• _Given task_: Reproduce the entries starting with the line that contains "obj: pedestrian walkway | fmt: x1,y1 -> x2,y2" and going on through the line that contains "500,515 -> 672,624", with "railing" replaced by "balustrade" and everything else unchanged.

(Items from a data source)
-*-*-

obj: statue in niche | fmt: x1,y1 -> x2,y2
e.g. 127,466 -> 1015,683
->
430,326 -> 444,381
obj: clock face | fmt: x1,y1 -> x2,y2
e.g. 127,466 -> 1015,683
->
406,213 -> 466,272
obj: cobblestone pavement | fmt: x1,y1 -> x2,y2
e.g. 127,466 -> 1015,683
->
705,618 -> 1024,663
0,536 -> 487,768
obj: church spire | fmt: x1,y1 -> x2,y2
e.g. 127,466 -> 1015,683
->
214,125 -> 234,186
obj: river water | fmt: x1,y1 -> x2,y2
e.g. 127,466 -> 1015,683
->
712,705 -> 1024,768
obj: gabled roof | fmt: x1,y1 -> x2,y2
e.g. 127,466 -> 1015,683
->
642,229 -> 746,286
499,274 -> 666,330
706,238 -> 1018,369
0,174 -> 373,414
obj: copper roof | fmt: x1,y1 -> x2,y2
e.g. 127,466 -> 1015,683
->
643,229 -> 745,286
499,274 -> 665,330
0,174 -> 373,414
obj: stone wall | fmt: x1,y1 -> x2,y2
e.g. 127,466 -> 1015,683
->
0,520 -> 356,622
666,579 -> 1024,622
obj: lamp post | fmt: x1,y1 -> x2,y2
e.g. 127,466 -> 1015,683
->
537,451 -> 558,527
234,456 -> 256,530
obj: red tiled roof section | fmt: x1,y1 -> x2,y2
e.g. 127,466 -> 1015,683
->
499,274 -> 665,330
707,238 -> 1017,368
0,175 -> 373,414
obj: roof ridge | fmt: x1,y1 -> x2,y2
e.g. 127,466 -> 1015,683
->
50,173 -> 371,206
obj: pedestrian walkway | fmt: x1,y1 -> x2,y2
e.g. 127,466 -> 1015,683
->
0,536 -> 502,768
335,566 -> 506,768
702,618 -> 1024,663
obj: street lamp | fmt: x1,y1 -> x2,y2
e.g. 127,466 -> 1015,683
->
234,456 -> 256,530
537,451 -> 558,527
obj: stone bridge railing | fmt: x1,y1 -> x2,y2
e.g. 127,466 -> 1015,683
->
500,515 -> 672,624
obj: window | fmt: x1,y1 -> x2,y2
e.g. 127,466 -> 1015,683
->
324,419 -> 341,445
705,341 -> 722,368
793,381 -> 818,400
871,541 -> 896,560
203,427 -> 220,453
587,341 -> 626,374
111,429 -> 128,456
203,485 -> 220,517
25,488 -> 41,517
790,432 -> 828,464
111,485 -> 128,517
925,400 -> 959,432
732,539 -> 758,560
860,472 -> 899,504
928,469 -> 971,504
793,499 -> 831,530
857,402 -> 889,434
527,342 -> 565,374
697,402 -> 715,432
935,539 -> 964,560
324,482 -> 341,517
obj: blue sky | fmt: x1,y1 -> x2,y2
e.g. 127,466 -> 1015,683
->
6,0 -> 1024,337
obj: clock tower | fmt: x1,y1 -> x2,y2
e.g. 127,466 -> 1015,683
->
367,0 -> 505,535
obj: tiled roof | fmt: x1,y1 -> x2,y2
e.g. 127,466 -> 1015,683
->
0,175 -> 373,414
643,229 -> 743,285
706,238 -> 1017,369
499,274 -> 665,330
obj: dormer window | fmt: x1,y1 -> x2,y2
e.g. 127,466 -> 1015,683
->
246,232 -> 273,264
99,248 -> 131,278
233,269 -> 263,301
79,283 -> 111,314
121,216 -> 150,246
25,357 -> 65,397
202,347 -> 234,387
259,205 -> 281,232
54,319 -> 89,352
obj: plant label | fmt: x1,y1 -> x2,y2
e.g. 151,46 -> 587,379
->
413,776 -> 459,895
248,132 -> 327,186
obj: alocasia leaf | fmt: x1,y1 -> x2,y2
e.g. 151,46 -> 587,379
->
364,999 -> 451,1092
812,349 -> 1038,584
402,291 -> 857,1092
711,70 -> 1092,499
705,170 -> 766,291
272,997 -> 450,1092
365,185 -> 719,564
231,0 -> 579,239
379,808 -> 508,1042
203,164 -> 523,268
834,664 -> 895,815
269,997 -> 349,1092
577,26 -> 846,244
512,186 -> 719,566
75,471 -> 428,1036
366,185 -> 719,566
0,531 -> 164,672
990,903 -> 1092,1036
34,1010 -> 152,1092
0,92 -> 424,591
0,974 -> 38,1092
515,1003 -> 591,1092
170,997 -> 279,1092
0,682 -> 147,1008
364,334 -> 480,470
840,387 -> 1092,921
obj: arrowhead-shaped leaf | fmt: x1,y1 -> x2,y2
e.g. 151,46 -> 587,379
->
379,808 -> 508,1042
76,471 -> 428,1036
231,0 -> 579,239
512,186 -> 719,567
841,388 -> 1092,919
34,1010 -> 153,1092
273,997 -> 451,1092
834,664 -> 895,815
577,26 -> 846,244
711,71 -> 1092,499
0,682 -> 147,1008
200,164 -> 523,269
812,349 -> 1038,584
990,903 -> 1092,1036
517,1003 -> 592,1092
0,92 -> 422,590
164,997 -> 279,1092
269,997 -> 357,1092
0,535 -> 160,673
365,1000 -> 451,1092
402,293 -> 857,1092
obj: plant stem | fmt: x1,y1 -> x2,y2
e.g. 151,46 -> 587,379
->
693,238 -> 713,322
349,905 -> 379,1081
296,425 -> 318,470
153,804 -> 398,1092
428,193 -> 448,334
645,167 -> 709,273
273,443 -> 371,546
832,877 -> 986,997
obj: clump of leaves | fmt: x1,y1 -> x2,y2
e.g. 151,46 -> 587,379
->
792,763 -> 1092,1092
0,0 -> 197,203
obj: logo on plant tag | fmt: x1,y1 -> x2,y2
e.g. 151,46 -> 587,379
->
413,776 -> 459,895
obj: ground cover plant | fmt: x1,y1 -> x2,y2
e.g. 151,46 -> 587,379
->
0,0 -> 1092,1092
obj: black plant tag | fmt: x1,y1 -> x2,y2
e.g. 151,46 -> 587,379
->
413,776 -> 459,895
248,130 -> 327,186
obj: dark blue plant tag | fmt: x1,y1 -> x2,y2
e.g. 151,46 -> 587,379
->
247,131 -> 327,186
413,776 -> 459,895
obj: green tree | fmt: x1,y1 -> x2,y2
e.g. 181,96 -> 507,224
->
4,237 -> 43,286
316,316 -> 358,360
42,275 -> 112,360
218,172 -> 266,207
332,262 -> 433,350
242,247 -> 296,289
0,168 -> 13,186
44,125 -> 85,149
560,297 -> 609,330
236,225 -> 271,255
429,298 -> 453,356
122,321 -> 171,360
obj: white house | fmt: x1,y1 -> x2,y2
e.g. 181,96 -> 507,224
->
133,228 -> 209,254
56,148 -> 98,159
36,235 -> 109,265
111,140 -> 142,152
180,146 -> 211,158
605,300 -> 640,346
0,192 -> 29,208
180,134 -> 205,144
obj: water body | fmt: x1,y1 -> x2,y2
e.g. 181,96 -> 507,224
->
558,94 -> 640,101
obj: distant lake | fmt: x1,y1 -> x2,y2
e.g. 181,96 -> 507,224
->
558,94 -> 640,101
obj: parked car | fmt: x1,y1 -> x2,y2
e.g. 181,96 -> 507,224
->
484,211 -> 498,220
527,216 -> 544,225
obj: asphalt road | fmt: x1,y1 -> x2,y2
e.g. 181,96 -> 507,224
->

-*-*-

• _The completed task_:
obj: pedestrian walkway | fmt: x1,y1 -> x2,y2
e.g. 127,466 -> 1015,683
->
0,536 -> 502,768
335,566 -> 506,768
702,618 -> 1024,663
obj: street lamp | fmt: x1,y1 -> x2,y2
e.g. 127,466 -> 1015,683
->
234,456 -> 256,530
537,451 -> 558,527
obj: stone bridge balustrade | fmt: x1,y1 -> x2,y2
e.g. 127,466 -> 1015,683
->
500,515 -> 672,624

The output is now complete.